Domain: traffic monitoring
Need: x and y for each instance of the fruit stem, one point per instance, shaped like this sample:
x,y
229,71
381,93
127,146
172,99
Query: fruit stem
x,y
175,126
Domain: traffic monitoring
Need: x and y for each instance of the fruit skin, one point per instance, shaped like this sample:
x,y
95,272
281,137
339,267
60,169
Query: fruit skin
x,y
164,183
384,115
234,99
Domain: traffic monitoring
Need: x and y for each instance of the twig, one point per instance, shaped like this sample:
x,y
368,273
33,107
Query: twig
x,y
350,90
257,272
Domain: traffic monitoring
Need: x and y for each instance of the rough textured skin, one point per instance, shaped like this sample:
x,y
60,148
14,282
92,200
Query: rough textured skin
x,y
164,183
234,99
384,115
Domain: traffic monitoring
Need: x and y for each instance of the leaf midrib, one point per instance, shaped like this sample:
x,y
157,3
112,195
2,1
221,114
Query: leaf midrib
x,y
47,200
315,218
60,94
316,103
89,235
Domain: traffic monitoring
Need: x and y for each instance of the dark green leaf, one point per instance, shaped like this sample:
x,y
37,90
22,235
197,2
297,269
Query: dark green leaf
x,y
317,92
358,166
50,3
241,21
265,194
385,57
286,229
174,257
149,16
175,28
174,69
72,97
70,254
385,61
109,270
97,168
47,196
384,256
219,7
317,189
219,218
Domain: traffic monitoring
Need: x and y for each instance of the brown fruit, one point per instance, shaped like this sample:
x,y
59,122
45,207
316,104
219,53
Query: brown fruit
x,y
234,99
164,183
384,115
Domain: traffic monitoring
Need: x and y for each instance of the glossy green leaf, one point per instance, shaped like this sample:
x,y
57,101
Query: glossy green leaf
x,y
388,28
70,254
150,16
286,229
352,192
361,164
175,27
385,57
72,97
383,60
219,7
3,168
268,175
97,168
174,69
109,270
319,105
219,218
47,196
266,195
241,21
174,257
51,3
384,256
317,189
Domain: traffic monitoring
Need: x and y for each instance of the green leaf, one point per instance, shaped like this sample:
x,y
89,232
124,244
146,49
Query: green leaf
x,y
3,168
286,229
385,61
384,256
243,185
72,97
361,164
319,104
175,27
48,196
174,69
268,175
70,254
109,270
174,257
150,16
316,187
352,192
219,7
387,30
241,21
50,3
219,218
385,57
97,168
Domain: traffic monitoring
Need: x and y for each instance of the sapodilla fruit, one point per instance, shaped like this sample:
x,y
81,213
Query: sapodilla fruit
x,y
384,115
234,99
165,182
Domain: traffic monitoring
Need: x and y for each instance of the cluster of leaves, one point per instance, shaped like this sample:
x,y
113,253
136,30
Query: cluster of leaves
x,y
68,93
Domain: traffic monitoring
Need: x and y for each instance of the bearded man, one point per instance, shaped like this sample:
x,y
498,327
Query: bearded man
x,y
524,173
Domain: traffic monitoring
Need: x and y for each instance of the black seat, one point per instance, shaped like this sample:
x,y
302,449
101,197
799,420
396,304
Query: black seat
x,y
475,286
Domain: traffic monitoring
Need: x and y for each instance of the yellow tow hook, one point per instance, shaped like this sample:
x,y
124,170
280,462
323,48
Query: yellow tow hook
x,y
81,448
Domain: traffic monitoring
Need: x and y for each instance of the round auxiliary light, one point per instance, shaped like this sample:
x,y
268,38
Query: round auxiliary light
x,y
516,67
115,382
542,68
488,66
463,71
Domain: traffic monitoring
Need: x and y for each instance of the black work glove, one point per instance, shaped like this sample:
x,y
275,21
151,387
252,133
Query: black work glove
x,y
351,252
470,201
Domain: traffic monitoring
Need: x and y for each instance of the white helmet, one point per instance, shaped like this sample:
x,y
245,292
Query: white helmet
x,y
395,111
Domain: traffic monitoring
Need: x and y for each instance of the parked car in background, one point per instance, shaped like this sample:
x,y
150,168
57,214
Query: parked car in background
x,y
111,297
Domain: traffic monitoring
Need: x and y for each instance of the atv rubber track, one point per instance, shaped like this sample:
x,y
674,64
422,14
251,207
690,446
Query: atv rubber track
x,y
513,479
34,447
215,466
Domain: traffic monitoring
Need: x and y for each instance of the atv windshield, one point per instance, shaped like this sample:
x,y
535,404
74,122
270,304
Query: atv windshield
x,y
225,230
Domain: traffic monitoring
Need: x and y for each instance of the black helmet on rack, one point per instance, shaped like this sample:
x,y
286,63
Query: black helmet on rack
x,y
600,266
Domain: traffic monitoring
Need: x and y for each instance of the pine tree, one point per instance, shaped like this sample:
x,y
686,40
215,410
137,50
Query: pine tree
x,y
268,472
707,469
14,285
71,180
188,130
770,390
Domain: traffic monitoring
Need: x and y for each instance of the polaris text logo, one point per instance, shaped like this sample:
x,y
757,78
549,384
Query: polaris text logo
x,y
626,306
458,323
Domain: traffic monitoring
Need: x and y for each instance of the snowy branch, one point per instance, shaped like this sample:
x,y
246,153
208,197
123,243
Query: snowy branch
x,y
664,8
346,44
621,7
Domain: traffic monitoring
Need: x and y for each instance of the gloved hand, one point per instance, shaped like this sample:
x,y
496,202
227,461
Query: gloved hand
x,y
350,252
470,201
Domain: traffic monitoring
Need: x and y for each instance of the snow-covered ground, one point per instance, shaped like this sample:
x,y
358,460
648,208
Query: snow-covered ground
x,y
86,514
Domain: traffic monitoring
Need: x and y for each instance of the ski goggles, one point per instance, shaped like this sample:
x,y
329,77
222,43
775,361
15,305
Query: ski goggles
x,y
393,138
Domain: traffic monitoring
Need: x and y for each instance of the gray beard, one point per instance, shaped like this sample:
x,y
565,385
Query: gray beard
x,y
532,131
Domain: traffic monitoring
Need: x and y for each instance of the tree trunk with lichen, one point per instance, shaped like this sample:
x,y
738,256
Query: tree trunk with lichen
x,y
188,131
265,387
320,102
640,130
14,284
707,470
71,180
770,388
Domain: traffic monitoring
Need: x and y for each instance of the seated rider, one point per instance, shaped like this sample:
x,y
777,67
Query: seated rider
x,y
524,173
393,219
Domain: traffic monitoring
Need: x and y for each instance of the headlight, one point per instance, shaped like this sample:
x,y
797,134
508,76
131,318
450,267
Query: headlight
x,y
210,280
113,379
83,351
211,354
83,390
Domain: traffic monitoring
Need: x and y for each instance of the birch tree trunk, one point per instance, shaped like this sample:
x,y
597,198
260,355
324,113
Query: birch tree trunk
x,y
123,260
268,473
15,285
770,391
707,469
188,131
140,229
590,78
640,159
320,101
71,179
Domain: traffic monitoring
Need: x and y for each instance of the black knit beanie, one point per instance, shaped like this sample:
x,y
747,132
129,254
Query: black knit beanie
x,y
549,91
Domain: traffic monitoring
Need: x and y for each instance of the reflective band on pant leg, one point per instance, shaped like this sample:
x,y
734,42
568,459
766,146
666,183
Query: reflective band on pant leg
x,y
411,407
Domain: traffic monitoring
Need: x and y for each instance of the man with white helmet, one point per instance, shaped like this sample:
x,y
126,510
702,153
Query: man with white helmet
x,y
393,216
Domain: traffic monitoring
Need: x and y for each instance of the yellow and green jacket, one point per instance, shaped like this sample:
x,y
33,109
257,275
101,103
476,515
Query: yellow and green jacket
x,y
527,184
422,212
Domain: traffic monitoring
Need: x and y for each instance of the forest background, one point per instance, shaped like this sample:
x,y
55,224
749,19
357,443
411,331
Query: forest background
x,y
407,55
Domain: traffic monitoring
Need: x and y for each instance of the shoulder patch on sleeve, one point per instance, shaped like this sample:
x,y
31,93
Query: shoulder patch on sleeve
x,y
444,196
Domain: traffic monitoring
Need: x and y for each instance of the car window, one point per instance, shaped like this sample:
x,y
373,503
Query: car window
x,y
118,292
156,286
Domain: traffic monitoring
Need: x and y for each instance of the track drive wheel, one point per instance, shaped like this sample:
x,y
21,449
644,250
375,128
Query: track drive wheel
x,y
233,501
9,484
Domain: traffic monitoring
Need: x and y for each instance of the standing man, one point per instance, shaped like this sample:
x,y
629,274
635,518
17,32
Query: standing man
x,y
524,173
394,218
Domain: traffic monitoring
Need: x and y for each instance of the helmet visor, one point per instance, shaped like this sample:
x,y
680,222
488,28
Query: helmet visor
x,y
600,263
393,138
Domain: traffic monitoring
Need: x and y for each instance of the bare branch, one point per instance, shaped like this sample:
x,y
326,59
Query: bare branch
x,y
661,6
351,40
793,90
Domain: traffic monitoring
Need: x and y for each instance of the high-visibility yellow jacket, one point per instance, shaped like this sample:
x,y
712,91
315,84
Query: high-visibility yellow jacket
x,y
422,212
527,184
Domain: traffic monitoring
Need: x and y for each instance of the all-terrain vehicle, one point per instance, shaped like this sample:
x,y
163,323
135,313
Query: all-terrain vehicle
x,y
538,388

====

◆ Request
Collect each line of the items above that contains the word "skin", and copy every such line in full.

◆ Task answer
Need: x and y for each instance of the fruit skin, one point per instance, shaped like this sample:
Query: fruit skin
Need: x and y for each instance of the rough textured skin, one point per instance, shaped like this sample:
Query: rough textured skin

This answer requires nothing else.